# What to do
Rewrite everything in the conference call highlights below from "Investor Conference Call" down to "rest is unrealized.", putting "foreign exchange" in place of "forex" each time it appears.

# Passage given
** START **
Investor Conference Call Highlights

  1. In branding expenses, the incremental expenses came in at 1% of revenues at Rs 20 Cr in Q1.
  2. In other income, the company gained Rs 72 Cr which includes net gain in forex of Rs 42 Cr and a net gain in investment of Rs 29 Cr. In the forex gain, Rs 28 Cr was realized net gain while the rest is unrealized.
  3. The volume breakup is as follows:
    • OTR:                 36% share            Up 10%
    • Agriculture:     60% share           Down <10%
    • ATV & Others: 4% share
  4. A large contribution of the growth in the OTR segment was from mining tires.
  5. The geographical volumes breakup is as follows:
    • EU: 49%
    • USA: 17%
    • India: 22%
    • Rest of World: 12%
  6. OEM volumes stood at 27% while replacement stood at 71% and others counted for 2% of total volumes.
  7. The total CAPEX in FY20 is expected to be around Rs 600 Cr.
  8. The management does not see the US CAPEX plan to kick-off in the foreseeable future.
** END **
# Given data
** START **
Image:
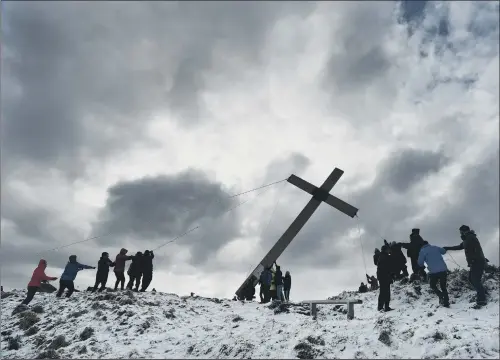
** END **
# Exercise answer
Investor Conference Call Highlights

  1. In branding expenses, the incremental expenses came in at 1% of revenues at Rs 20 Cr in Q1.
  2. In other income, the company gained Rs 72 Cr which includes net gain in foreign exchange of Rs 42 Cr and a net gain in investment of Rs 29 Cr. In the foreign exchange gain, Rs 28 Cr was realized net gain while the rest is unrealized.